- [Task item]:
Write the data below out in full, exactly as it stands.

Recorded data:
=====
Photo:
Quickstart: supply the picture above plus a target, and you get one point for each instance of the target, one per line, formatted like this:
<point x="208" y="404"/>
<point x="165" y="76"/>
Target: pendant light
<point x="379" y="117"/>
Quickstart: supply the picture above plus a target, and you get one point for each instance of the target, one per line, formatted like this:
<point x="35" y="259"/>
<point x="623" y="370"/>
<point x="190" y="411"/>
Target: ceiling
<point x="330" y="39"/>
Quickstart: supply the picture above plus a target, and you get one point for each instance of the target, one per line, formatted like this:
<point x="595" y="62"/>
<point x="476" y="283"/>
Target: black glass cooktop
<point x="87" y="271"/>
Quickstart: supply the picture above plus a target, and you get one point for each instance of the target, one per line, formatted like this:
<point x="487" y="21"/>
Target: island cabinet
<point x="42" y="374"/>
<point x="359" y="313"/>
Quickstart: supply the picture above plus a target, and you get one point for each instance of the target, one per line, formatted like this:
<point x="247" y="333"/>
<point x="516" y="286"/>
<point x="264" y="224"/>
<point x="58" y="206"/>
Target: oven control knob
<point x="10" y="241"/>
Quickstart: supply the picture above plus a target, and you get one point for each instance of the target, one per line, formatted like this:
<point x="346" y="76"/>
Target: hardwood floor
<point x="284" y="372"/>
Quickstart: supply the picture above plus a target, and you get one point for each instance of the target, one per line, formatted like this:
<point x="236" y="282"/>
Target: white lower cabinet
=====
- [Task answer]:
Photo:
Quickstart: supply the picture above plus a target, and you get one point for each instance of the target, one per line, formatted like this:
<point x="208" y="404"/>
<point x="165" y="76"/>
Target: pendant light
<point x="379" y="117"/>
Quickstart: supply the picture above plus a target, and you get one point for each instance of the target, one per line, formatted like this:
<point x="35" y="259"/>
<point x="623" y="370"/>
<point x="190" y="411"/>
Target: ceiling
<point x="330" y="39"/>
Quickstart: supply the picture above plus a target, and you get one point for each instance of the target, one per line, formatted like this:
<point x="595" y="62"/>
<point x="476" y="283"/>
Target: black glass cooktop
<point x="87" y="271"/>
Quickstart: supply the picture above plus a target, and you get one point for each instance of the target, one per line, formatted like this:
<point x="487" y="21"/>
Target: island cabinet
<point x="42" y="374"/>
<point x="359" y="313"/>
Quickstart: supply the picture above plus a target, and you get one point for each instance of the target, one per line, formatted like this:
<point x="247" y="333"/>
<point x="516" y="286"/>
<point x="264" y="224"/>
<point x="58" y="206"/>
Target: oven control knob
<point x="10" y="241"/>
Quickstart: supply the picture above plus a target, and you get one point for each instance of the target, one per line, formatted like this:
<point x="346" y="76"/>
Target: hardwood floor
<point x="284" y="372"/>
Quickstart: supply the picture above plus a target, and you get one point for each instance of the target, one per line, formatted like this:
<point x="236" y="282"/>
Target: white lower cabinet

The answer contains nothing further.